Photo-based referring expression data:
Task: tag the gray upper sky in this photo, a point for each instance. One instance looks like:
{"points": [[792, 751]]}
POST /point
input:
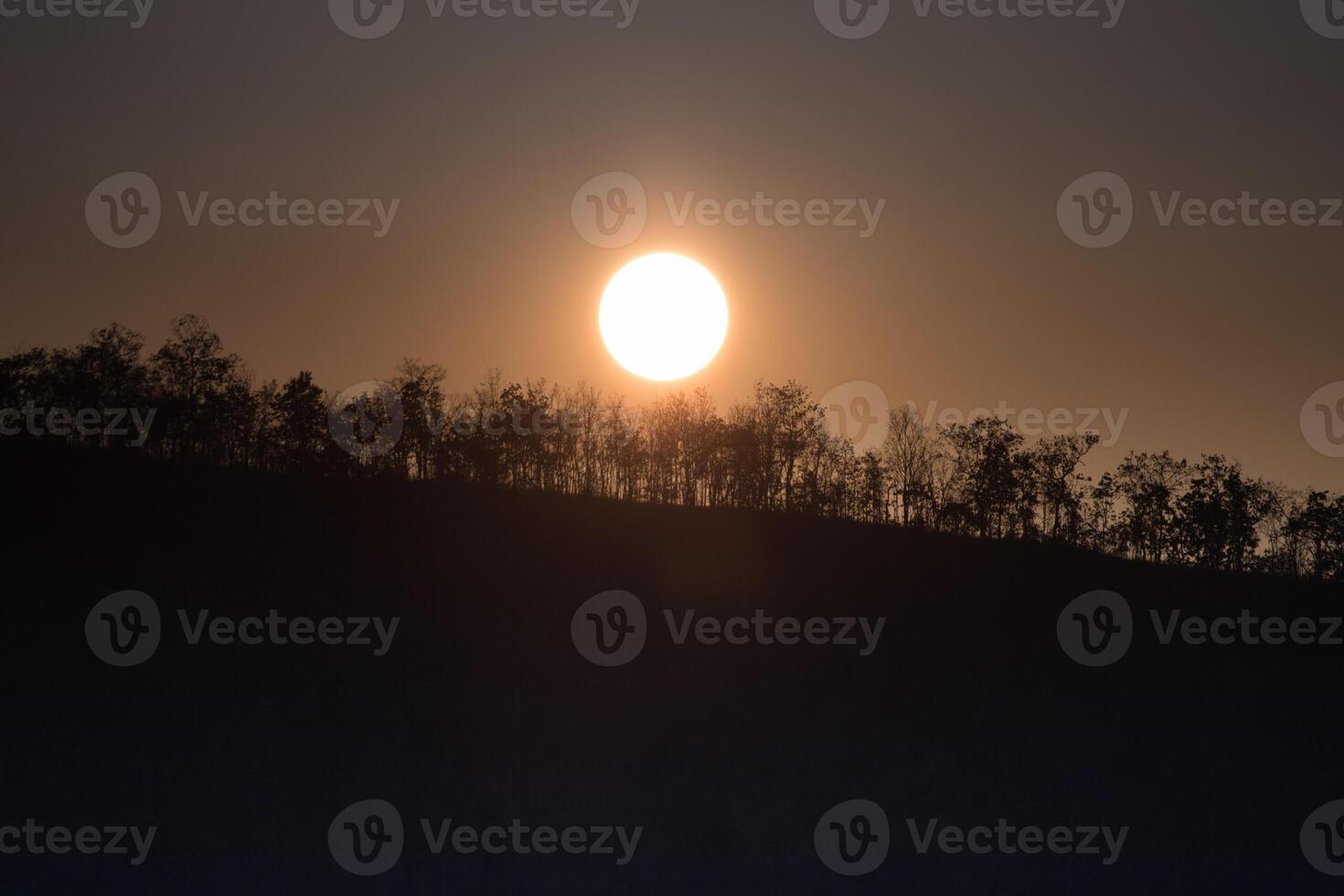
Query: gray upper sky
{"points": [[966, 293]]}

## TASK TO CARRY OUT
A faithful copy of the data is required: each word kept, each picture omitted.

## WRITTEN SOLUTION
Task: tag the gray upper sky in this photo, a point for each instance. One instance looks like:
{"points": [[792, 751]]}
POST /point
input:
Query: gray upper sky
{"points": [[966, 293]]}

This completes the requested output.